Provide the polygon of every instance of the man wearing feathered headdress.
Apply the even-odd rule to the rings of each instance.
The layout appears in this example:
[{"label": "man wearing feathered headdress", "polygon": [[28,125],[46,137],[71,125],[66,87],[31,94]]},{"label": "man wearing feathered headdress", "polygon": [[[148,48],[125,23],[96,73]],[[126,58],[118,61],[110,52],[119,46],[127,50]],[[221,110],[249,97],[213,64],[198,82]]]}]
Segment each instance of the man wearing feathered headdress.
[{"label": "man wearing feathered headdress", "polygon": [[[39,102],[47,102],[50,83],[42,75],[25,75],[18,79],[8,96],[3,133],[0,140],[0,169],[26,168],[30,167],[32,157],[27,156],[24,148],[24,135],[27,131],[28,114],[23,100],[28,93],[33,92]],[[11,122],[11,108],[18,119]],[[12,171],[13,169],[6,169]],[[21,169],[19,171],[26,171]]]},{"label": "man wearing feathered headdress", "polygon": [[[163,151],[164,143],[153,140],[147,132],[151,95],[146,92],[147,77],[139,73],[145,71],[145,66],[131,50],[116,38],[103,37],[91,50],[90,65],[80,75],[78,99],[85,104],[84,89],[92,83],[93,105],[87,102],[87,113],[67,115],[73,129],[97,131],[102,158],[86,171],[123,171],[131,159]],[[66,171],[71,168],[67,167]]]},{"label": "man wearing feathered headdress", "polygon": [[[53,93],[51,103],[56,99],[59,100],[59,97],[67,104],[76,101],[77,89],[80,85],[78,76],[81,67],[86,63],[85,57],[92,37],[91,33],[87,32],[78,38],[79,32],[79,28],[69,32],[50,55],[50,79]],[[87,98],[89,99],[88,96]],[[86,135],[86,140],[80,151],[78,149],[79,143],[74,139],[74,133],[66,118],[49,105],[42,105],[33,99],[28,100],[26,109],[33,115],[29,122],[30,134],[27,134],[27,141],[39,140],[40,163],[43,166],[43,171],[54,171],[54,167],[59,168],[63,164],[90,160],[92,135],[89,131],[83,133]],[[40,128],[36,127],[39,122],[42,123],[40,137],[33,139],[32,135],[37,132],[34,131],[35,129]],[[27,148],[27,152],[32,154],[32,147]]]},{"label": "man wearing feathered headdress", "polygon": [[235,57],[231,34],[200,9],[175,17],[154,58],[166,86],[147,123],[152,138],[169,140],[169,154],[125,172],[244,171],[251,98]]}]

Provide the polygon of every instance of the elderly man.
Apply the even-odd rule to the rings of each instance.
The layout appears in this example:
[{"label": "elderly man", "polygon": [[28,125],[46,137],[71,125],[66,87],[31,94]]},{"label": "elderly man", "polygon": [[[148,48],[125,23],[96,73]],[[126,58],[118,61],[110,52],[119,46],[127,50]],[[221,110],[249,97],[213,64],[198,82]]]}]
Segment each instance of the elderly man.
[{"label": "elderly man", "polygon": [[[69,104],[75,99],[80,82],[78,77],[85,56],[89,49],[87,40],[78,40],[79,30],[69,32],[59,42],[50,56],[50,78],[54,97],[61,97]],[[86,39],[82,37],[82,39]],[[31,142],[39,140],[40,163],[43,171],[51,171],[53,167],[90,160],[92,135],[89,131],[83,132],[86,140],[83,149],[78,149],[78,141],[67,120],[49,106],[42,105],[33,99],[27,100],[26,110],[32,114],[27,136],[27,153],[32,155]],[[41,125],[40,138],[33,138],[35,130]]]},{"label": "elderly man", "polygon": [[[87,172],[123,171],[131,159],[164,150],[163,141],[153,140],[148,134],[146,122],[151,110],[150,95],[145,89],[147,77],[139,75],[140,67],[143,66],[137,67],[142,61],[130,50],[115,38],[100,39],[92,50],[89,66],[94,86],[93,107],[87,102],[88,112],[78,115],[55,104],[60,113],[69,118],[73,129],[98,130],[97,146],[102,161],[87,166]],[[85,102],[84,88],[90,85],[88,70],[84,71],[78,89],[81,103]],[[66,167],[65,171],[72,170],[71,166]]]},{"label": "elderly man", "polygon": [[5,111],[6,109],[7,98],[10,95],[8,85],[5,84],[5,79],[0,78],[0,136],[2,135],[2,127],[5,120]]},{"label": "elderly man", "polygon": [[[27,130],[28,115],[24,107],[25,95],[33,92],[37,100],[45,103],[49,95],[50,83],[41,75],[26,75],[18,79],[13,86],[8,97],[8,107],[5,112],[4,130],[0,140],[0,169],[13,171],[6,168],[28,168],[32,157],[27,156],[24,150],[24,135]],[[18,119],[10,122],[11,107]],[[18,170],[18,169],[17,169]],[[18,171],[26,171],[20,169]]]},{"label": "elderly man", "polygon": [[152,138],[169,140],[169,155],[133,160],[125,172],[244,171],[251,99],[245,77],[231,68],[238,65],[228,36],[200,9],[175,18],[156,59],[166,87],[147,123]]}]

********

§ **Task details**: Reproduce word for word the rows from the line with "Provide the polygon of every instance of the elderly" up to and including the line with "Segment each instance of the elderly man.".

§ **Solved exercise**:
Provide the polygon of every instance of the elderly man.
Apply the even-odd rule to the rings of each instance.
The layout appears in this example:
[{"label": "elderly man", "polygon": [[28,125],[46,137],[71,125],[66,87],[31,94]]},{"label": "elderly man", "polygon": [[[148,48],[125,23],[96,73]],[[126,58],[118,61],[110,52],[119,46],[127,50]],[[221,110],[249,97],[213,64],[198,82]]]}]
Segment each instance of the elderly man.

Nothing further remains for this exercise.